- **YOUR INSTRUCTIONS**
Transcribe every line of the listing below without any deviation.
· · · ·
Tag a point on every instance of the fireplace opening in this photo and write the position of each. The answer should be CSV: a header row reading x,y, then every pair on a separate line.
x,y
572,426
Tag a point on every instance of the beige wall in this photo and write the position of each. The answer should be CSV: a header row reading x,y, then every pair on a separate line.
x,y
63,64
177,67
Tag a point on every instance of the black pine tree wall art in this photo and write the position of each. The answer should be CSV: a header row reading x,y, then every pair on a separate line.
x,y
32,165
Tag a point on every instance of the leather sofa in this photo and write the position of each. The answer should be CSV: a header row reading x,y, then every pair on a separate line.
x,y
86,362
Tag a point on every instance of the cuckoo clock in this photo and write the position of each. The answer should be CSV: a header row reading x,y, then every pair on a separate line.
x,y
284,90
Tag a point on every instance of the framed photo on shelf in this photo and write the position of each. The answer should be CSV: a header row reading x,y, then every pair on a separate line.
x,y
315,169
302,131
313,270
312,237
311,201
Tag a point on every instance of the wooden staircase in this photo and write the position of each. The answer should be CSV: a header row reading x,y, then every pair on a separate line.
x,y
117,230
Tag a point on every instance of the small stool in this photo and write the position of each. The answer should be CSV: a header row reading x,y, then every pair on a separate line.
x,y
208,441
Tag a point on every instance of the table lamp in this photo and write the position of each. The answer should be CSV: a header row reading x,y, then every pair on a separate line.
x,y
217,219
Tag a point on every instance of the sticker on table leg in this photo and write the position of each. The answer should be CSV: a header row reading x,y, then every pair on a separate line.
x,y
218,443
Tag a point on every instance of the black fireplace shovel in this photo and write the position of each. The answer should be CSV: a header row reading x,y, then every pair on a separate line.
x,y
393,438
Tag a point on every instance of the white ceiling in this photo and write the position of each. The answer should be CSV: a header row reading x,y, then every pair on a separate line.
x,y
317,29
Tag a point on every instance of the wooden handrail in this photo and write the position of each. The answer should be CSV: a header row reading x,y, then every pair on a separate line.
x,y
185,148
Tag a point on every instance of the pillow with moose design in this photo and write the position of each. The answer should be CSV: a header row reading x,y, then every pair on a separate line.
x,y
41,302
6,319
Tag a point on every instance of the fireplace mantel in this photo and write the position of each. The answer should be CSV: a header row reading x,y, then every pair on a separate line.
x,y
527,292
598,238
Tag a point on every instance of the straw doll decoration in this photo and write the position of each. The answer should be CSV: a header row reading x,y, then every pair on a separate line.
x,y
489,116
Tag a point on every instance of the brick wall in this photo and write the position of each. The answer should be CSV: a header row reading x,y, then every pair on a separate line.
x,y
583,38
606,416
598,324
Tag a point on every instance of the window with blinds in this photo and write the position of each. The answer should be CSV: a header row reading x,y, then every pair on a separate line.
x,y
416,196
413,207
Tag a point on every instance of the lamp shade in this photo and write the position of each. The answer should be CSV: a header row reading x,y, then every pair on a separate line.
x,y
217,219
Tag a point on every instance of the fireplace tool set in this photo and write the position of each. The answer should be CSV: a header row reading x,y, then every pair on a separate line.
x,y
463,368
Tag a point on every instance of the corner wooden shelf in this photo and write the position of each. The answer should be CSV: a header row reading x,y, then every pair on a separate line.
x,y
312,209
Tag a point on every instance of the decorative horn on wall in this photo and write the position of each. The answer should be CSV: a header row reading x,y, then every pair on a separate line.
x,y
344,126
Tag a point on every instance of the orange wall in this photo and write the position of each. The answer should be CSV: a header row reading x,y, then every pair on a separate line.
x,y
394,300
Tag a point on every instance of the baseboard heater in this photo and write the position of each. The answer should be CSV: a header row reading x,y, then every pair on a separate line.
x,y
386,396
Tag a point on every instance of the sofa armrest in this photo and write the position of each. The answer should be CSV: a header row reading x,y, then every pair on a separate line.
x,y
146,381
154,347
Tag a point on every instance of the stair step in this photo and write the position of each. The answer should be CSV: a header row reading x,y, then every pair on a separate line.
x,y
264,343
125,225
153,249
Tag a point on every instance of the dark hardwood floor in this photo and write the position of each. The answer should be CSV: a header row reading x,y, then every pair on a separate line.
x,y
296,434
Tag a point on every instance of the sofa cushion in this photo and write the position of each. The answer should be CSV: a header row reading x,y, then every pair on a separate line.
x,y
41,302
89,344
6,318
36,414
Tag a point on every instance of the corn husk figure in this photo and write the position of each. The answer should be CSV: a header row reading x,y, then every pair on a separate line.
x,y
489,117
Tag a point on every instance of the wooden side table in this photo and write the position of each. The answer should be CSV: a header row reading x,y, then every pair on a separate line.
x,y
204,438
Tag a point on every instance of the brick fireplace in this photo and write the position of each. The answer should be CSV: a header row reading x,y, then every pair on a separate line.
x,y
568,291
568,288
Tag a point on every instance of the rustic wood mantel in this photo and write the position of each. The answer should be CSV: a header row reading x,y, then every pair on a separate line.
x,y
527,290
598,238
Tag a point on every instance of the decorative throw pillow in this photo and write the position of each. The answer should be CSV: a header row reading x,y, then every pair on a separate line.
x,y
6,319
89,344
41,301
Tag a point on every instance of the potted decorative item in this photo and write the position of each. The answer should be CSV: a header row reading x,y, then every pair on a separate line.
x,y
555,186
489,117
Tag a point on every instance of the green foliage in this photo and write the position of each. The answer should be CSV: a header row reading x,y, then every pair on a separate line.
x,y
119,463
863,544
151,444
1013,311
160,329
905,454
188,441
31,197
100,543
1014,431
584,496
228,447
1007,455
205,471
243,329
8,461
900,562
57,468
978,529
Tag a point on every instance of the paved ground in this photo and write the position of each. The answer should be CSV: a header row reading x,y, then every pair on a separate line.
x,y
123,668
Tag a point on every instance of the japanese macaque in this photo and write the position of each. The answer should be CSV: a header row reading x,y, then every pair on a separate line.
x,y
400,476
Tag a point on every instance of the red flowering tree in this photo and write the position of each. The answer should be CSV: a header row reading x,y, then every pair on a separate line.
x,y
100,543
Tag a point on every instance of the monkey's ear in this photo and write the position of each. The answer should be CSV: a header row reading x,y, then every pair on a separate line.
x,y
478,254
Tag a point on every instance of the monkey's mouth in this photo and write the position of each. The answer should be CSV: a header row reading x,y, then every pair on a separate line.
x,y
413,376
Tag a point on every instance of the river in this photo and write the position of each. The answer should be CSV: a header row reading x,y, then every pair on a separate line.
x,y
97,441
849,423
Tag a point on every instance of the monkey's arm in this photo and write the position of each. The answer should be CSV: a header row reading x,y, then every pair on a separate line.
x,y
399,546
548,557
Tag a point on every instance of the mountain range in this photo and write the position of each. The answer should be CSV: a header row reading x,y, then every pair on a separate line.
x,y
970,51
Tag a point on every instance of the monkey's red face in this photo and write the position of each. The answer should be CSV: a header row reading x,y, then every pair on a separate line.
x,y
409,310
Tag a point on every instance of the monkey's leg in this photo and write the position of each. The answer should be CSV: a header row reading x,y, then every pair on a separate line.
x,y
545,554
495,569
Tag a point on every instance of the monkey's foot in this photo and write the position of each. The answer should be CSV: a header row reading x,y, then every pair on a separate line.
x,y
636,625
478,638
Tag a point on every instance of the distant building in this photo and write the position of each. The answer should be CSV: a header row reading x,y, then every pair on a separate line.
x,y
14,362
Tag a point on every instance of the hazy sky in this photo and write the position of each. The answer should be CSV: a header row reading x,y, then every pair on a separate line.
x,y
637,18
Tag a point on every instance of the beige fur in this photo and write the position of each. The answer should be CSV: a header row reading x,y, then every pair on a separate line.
· · · ·
- **EXERCISE OUTPUT**
Tag a point on every instance of the fireplace opening in this photo and write the position of each. The answer should be CSV: a header row reading x,y, then every pair on a separate line.
x,y
572,426
Tag a point on every instance of the beige wall in this photo and write the position of each. The answer should be CSV: a header row reading x,y, then every pair on a separate line.
x,y
63,64
177,67
Tag a point on every instance of the black pine tree wall art in this photo and write the position of each. The answer should be CSV: a header row reading x,y, then every pair on a separate line.
x,y
32,165
Tag a point on every instance of the leather sofa in this photo and write the position of each. The answer should be CSV: a header row reading x,y, then every pair on a separate line.
x,y
86,362
Tag a point on every instance of the cuckoo clock in this photo and write the position of each. The answer should be CSV: a header row reading x,y, then every pair on a separate line.
x,y
284,90
Tag a point on every instance of the framed photo on shelf in this photo and write the position of each. The answer should be CSV: a header row reading x,y, then every pair on a separate line.
x,y
315,169
302,131
313,270
312,237
311,201
Tag a point on every instance of the wooden staircase in this photo and write the position of each. The answer should be CSV: a header row reading x,y, then every pair on a separate line.
x,y
117,230
Tag a point on every instance of the small stool in this photo and write the position of each. The answer should be CSV: a header row reading x,y, then every pair on a separate line.
x,y
208,441
Tag a point on every instance of the table lamp in this photo and write the position of each. The answer should be CSV: a header row reading x,y, then every pair on a separate line.
x,y
217,219
Tag a point on every instance of the sticker on table leg in this photo and write the position of each. The answer should be CSV: a header row reading x,y, then every pair on a separate line.
x,y
218,443
Tag a point on every instance of the black fireplace shovel in this photo and write the position of each. The answer should be CSV: a header row reading x,y, then every pair on a separate line.
x,y
393,438
Tag a point on every instance of the white ceiling in this photo and write the position of each. The answer should be CSV: a header row reading x,y, then every pair on a separate line.
x,y
317,29
Tag a point on every instance of the wooden handrail in this photo and write the position of each. The answer should be CSV: a header row reading x,y, then every pair on a separate line.
x,y
185,148
Tag a point on every instance of the pillow with moose design in this photo and write the position of each. The answer should be CSV: a header row reading x,y, then every pair on a separate line.
x,y
41,302
6,319
Tag a point on every instance of the fireplace mantel in this photo and write the position of each. The answer should be CSV: a header row reading x,y, then every pair on a separate line.
x,y
527,292
598,238
Tag a point on every instance of the straw doll decoration in this photo and write the position of each. The answer should be CSV: a header row reading x,y, then every pair on a separate line.
x,y
489,116
Tag a point on every instance of the brick wall in this photo and write the position of each. The answer should be CSV: a header row reading x,y, then every pair on a separate line.
x,y
583,38
606,416
598,324
Tag a point on every instance of the window with blinds in this photo and write the position of each. The answer should be CSV: a header row reading x,y, then every pair on a separate line.
x,y
416,196
413,207
Tag a point on every instance of the lamp shade in this photo and write the position of each. The answer should be CSV: a header row reading x,y, then every pair on a separate line.
x,y
217,219
Tag a point on every instance of the fireplace tool set in this photo and write the position of each. The answer should be CSV: a header row reading x,y, then every pair on a separate line.
x,y
463,368
Tag a point on every instance of the corner wooden shelf in this photo and write the position of each. The answer should be CSV: a header row reading x,y, then every pair on a separate line.
x,y
312,209
Tag a point on every instance of the decorative horn on wall in this photo and write the position of each. The answer should be CSV: a header row reading x,y, then every pair on a separate line.
x,y
344,126
Tag a point on every instance of the orange wall in this photo and write the position of each. The answer should be CSV: a header row reading x,y, then every pair on a separate line.
x,y
394,300
Tag a point on every instance of the baseboard heater in this photo and write the position of each. The answer should be CSV: a header row reading x,y, then every pair on a separate line.
x,y
386,396
Tag a point on every instance of the sofa armrest in this photo and write the position of each. The answer should be CSV: a header row reading x,y, then every pair on a separate line.
x,y
146,381
154,347
Tag a point on every instance of the stair step in this photo and write the position of each. The answer should be CSV: a header row reading x,y, then every pair on a separate line.
x,y
264,343
125,225
153,249
Tag a point on every instance of the dark hardwood floor in this photo and write the position of each. The answer should be CSV: a header row reading x,y, then every pair on a separate line.
x,y
296,434
Tag a point on every instance of the sofa cushion in this photo and write the position of each. The answer should be CSV: a header row reading x,y, then every pair on a separate line.
x,y
41,302
89,344
6,318
36,414
Tag a point on every instance of the corn husk figure in this photo and write the position of each. The answer should be CSV: a header row reading x,y, then every pair on a separate line.
x,y
489,117
Tag a point on every instance of the wooden side table in this photo and write the position of each. The answer should be CSV: a header row reading x,y, then every pair on a separate line.
x,y
204,438
Tag a point on every instance of the brick fireplace in this photo and write the position of each. The answer should be CSV: a header row reading x,y, then every pair on a separate line.
x,y
568,291
568,288
Tag a point on every instance of the rustic wood mantel in this photo and write the position of each. The answer should be CSV: a header row reading x,y, then every pair on a separate line.
x,y
527,290
598,238
Tag a point on every instance of the decorative throw pillow in this photo and write the position of each. The answer should be CSV: a header row reading x,y, then every pair on a separate line.
x,y
6,319
89,344
41,301
Tag a point on every instance of the potted decorative item in this photo and write the position of each. The answer should be CSV: a header row reading x,y, then every pair on a separate line.
x,y
555,186
489,117
Tag a point on every instance of the green foliage in this photo and write the position of each. The answer should be CSV: a header row reading x,y, then every pair on a separate line.
x,y
119,463
863,544
151,444
1013,311
160,329
905,454
188,441
31,197
100,543
1014,431
584,496
228,447
1007,455
205,471
243,329
8,461
900,562
57,468
978,529
Tag a point on every instance of the paved ground in this photo and write the position of each. The answer should be CSV: a header row reading x,y, then every pair on a separate line.
x,y
123,668
Tag a point on every instance of the japanese macaque in this photo and write the position of each. The answer should be CSV: a header row reading x,y, then every pair on a separate line.
x,y
400,476
Tag a point on every instance of the red flowering tree in this photo and write the position of each. The answer should be CSV: a header row reading x,y, then every pair on a separate line.
x,y
100,543
Tag a point on every instance of the monkey's ear in this photo and write the position of each. The answer should be CSV: a header row reading x,y, then every pair on a separate line.
x,y
478,254
Tag a point on every instance of the monkey's mouth in this photo and write the position of each. The answer should be CSV: a header row reading x,y, then every pair on a separate line.
x,y
413,376
Tag a point on every instance of the river in this photo and write the position of each. The answer should be CSV: a header row reading x,y, then every pair on a separate line.
x,y
97,441
849,423
Tag a point on every instance of the monkey's arm in this photo and write the position of each. The answer should be CSV: a header row reading x,y, then every pair on a separate line.
x,y
399,546
548,557
Tag a point on every instance of the mountain range in this photo and write the position of each. The answer should be CSV: a header row reading x,y, then every pair on a separate line.
x,y
970,51
Tag a point on every instance of the monkey's red face in this photo and write the position of each. The answer should be CSV: a header row reading x,y, then every pair on a separate line.
x,y
409,310
Tag a point on every instance of the monkey's leg in this photo and write the position of each. The answer should be CSV: a header row reading x,y, then every pair on a separate line.
x,y
545,554
495,569
Tag a point on every instance of the monkey's foot in this photo and write the position of each. The answer should be CSV: a header row reading x,y, then every pair on a separate line.
x,y
636,625
478,638
Tag a point on every instance of the distant building in this photo and write the position of each. The answer should be CSV: a header row reading x,y, then every pair on a separate line.
x,y
14,362
Tag a point on every instance of the hazy sky in this photo and write the position of each. The answer should be CSV: a header row reading x,y, then every pair on a separate line.
x,y
637,18
Tag a point on every instance of the beige fur in this photo and write the position of each. The answer should be CSV: a header row reading x,y, then every pair on a separate line.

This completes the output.